Edit the data below by replacing "area to remove" with "area to cut out" everywhere and leaving everything else unchanged.
## Start Dataset records
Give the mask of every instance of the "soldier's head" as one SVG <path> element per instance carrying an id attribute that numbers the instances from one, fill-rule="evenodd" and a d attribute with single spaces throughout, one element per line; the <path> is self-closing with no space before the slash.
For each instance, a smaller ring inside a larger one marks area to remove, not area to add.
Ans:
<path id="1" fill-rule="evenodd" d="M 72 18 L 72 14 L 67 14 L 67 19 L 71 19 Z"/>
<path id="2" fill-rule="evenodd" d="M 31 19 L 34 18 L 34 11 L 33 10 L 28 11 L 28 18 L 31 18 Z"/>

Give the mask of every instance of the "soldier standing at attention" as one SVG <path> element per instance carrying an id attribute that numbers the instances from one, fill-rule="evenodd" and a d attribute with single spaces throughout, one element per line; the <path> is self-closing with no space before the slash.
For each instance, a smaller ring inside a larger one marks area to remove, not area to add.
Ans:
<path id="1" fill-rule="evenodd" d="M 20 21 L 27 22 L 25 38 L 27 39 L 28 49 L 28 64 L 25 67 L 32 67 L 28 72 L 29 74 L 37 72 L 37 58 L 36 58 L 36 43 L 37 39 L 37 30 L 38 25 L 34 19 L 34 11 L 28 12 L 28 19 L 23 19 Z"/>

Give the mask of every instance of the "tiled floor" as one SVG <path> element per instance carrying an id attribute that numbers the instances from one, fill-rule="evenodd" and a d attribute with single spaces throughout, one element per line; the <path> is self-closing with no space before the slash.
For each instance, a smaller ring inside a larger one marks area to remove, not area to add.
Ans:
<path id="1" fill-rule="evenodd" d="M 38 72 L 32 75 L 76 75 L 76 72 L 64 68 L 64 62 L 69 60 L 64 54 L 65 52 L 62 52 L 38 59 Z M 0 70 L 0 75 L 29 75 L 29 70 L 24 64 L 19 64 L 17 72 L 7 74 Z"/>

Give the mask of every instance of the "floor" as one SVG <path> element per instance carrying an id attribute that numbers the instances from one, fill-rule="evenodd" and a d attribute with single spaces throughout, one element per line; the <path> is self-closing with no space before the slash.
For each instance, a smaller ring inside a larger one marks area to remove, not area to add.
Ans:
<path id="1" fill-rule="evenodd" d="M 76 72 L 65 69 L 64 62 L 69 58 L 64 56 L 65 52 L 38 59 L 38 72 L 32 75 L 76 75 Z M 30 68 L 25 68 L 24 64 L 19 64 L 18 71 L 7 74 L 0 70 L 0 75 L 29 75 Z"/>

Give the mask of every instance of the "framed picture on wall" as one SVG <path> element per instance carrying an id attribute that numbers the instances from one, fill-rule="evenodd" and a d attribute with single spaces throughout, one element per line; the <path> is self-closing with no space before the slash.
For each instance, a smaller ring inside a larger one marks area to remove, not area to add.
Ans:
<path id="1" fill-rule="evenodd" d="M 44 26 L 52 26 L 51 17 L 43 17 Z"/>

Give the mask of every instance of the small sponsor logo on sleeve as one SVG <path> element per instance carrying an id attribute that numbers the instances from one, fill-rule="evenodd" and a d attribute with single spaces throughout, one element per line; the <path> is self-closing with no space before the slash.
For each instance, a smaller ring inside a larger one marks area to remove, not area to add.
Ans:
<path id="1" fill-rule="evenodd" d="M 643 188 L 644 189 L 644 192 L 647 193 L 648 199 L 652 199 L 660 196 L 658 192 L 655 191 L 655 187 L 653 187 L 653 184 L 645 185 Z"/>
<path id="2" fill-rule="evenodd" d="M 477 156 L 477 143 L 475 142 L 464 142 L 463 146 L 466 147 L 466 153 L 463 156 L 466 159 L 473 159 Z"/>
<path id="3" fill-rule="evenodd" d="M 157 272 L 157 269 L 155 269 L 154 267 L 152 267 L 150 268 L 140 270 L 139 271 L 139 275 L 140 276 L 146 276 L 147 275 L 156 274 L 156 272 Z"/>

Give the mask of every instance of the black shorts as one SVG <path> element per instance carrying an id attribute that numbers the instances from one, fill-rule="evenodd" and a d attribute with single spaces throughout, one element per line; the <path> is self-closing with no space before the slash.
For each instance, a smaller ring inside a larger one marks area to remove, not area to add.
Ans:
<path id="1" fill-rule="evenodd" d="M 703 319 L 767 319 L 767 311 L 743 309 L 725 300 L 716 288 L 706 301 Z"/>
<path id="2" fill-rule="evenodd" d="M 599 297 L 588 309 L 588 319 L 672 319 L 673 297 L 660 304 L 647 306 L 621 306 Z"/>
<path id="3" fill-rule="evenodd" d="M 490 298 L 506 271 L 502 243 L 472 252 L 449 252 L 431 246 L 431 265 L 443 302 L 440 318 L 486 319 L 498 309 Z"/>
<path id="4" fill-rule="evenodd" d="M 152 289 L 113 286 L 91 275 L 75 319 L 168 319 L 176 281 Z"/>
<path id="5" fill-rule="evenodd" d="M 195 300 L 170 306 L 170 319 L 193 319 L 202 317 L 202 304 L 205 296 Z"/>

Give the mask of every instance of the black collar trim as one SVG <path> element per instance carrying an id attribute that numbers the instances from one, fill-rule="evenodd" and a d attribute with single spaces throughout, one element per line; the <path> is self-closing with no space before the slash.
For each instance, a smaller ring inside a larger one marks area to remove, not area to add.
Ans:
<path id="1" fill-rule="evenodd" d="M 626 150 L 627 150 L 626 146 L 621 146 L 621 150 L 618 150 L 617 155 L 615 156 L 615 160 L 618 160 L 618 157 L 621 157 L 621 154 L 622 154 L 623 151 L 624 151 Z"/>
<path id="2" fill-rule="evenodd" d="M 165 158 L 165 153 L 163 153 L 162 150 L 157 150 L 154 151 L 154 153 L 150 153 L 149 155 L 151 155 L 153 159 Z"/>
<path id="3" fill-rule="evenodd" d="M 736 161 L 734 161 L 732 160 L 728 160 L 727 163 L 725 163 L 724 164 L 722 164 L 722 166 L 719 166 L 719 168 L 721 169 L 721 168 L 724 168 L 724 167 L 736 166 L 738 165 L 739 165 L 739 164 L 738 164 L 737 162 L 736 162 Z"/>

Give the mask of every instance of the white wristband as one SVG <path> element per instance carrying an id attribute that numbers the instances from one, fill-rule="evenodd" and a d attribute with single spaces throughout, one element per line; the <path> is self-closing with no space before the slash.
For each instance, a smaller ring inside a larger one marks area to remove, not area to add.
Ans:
## End Dataset records
Output of the task:
Give the mask of every instance of the "soldier's head" as one SVG <path> element per instance carrying an id attribute that numbers the instances from one, fill-rule="evenodd" and a d attribute with single spaces throughout, one element per line; the <path> is self-closing with no space before the slash.
For each instance, a smaller ring inside a larger one marks area to cut out, not area to add.
Ans:
<path id="1" fill-rule="evenodd" d="M 72 18 L 72 14 L 67 14 L 67 19 L 71 19 Z"/>
<path id="2" fill-rule="evenodd" d="M 31 19 L 34 18 L 34 11 L 33 10 L 28 11 L 28 18 L 31 18 Z"/>

Give the mask of every instance of the "soldier standing at attention" as one SVG <path> element per instance carrying an id attribute that numbers the instances from one, fill-rule="evenodd" and a d attribute with single spaces throughout, one element per line; the <path> is self-closing with no space before the slash.
For each instance, a smaller ring inside a larger one marks area to cut out, not area to add.
Ans:
<path id="1" fill-rule="evenodd" d="M 20 21 L 27 22 L 25 38 L 27 39 L 28 49 L 28 64 L 25 67 L 32 67 L 28 72 L 29 74 L 37 72 L 37 58 L 36 58 L 36 43 L 37 39 L 37 30 L 38 25 L 34 19 L 34 11 L 28 12 L 28 19 L 23 19 Z"/>

Give the mask of every instance of the "tiled floor" as one SVG <path> element per instance carrying an id attribute that numbers the instances from one, fill-rule="evenodd" and a d attribute with single spaces throughout, one element per line; the <path> is self-closing with no space before the slash.
For each instance, a smaller ring inside a larger one marks area to cut out, not area to add.
Ans:
<path id="1" fill-rule="evenodd" d="M 38 72 L 32 75 L 76 75 L 76 72 L 64 68 L 64 62 L 69 60 L 64 54 L 65 52 L 62 52 L 38 59 Z M 0 70 L 0 75 L 29 75 L 29 70 L 24 64 L 19 64 L 17 72 L 7 74 Z"/>

Give the mask of every instance of the "floor" as one SVG <path> element per instance carrying an id attribute that numbers the instances from one, fill-rule="evenodd" and a d attribute with single spaces throughout, one element per line; the <path> is self-closing with no space before the slash.
For each instance, a smaller ring inside a larger one marks area to cut out, not area to add.
Ans:
<path id="1" fill-rule="evenodd" d="M 76 72 L 65 69 L 64 62 L 69 58 L 64 56 L 65 52 L 38 59 L 38 72 L 32 75 L 76 75 Z M 30 68 L 25 68 L 24 64 L 19 64 L 18 71 L 7 74 L 0 70 L 0 75 L 29 75 Z"/>

Give the mask of every instance of the "framed picture on wall" as one SVG <path> element per instance carrying an id attribute that numbers the instances from one, fill-rule="evenodd" and a d attribute with single spaces throughout, one element per line; the <path> is self-closing with no space before the slash.
For each instance, a smaller ring inside a larger one marks area to cut out, not area to add.
Ans:
<path id="1" fill-rule="evenodd" d="M 44 26 L 52 26 L 51 17 L 43 17 Z"/>

Give the mask of every instance of the small sponsor logo on sleeve as one SVG <path> element per instance carrying an id attribute that numbers the instances from one, fill-rule="evenodd" and a d attribute with single spaces throughout, one element per line; the <path> is self-closing with no space before the slash.
For each instance, a smaller ring inside a larger one marks area to cut out, not area to add.
Ans:
<path id="1" fill-rule="evenodd" d="M 643 188 L 644 189 L 644 192 L 647 193 L 648 199 L 652 199 L 660 196 L 658 192 L 655 191 L 655 187 L 653 187 L 653 184 L 645 185 Z"/>
<path id="2" fill-rule="evenodd" d="M 477 156 L 477 143 L 475 142 L 464 142 L 463 146 L 466 147 L 466 153 L 463 156 L 466 159 L 473 159 Z"/>
<path id="3" fill-rule="evenodd" d="M 157 272 L 157 269 L 155 269 L 154 267 L 152 267 L 150 268 L 140 270 L 139 271 L 139 275 L 140 276 L 146 276 L 147 275 L 156 274 L 156 272 Z"/>

Give the mask of every instance of the black shorts as one SVG <path> element per instance carrying an id attribute that numbers the instances from one, fill-rule="evenodd" and a d attribute with single spaces throughout, one element per line; the <path> is self-closing with no space before the slash.
For each instance, a smaller ring inside a larger one marks area to cut out, not area to add.
Ans:
<path id="1" fill-rule="evenodd" d="M 703 319 L 767 319 L 767 311 L 743 309 L 725 300 L 716 288 L 706 301 Z"/>
<path id="2" fill-rule="evenodd" d="M 599 297 L 588 309 L 588 319 L 672 319 L 673 297 L 660 304 L 647 306 L 621 306 Z"/>
<path id="3" fill-rule="evenodd" d="M 490 298 L 506 271 L 502 243 L 472 252 L 449 252 L 431 246 L 431 265 L 443 302 L 440 318 L 486 319 L 498 309 Z"/>
<path id="4" fill-rule="evenodd" d="M 152 289 L 113 286 L 91 275 L 75 319 L 168 319 L 176 281 Z"/>
<path id="5" fill-rule="evenodd" d="M 195 300 L 170 306 L 170 319 L 193 319 L 202 317 L 202 304 L 205 296 Z"/>

Give the mask of every instance of the black collar trim as one SVG <path> element per instance carrying an id attribute that numbers the instances from one, fill-rule="evenodd" and a d attribute with single spaces throughout, one element per line; the <path> is self-closing with no space before the slash.
For each instance, a smaller ring inside a larger one marks area to cut out, not area to add.
Ans:
<path id="1" fill-rule="evenodd" d="M 626 150 L 627 150 L 626 146 L 621 146 L 621 150 L 618 150 L 617 155 L 615 156 L 615 160 L 618 160 L 618 157 L 621 157 L 621 154 L 622 154 L 623 151 L 624 151 Z"/>
<path id="2" fill-rule="evenodd" d="M 165 158 L 165 153 L 163 153 L 162 150 L 157 150 L 154 151 L 154 153 L 150 153 L 149 155 L 151 155 L 153 159 Z"/>
<path id="3" fill-rule="evenodd" d="M 736 161 L 734 161 L 732 160 L 728 160 L 727 163 L 725 163 L 724 164 L 722 164 L 722 166 L 719 166 L 719 168 L 721 169 L 721 168 L 724 168 L 724 167 L 736 166 L 738 165 L 739 165 L 739 164 L 738 164 L 737 162 L 736 162 Z"/>

Give the mask of every instance of the white wristband as one SVG <path> element per instance carrying an id attribute that numbers the instances from one, fill-rule="evenodd" and a d attribute with single spaces throughout, one element per line; the <path> is self-closing with no space before the slash.
For each instance, a smaller ring inside a larger one marks area to cut out, not area to add.
Ans:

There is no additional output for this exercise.